Rows from a pointing dataset:
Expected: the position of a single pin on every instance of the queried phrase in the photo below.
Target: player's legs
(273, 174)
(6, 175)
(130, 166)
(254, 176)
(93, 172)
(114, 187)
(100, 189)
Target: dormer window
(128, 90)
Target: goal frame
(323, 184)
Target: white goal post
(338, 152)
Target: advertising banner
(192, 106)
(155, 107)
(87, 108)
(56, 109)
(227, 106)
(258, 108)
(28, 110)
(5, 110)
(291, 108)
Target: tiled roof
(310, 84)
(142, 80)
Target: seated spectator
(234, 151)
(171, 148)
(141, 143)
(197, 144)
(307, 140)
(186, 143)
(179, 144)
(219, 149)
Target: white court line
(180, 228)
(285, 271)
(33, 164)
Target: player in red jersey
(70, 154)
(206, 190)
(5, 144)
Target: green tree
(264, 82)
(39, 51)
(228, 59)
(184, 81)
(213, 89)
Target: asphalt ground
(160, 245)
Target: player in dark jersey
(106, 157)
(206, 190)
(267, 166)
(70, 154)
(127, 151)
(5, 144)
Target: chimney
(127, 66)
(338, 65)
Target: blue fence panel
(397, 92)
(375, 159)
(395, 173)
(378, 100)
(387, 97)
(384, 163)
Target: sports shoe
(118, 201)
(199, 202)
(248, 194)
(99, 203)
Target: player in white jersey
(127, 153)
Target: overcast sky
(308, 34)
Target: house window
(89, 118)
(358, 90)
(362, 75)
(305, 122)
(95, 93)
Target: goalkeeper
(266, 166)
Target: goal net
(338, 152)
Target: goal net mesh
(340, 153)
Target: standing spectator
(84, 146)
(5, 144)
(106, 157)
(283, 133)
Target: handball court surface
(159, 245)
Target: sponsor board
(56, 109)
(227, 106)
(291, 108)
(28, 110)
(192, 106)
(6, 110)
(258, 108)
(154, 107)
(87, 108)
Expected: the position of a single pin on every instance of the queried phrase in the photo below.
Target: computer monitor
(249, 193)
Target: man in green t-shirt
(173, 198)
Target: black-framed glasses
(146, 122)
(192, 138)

# [THE REQUEST]
Starting at the line containing "Target: goal net mesh" and ending at the last line of the records, write those lines out again with "sponsor board" renamed to "sponsor banner" and everything else left the same.

# [RESULT OF THIS EXERCISE]
Target: goal net mesh
(340, 153)
Target: standing spectator
(84, 146)
(5, 144)
(106, 157)
(283, 133)
Target: handball court surface
(159, 245)
Target: sponsor banner
(56, 109)
(227, 106)
(291, 108)
(28, 110)
(192, 106)
(6, 110)
(258, 108)
(154, 107)
(87, 108)
Expected: the position of a single pin on every instance of the queried phrase in the photo below.
Target: computer monitor
(249, 193)
Target: man in green t-shirt
(173, 198)
Target: black-framed glasses
(146, 122)
(192, 138)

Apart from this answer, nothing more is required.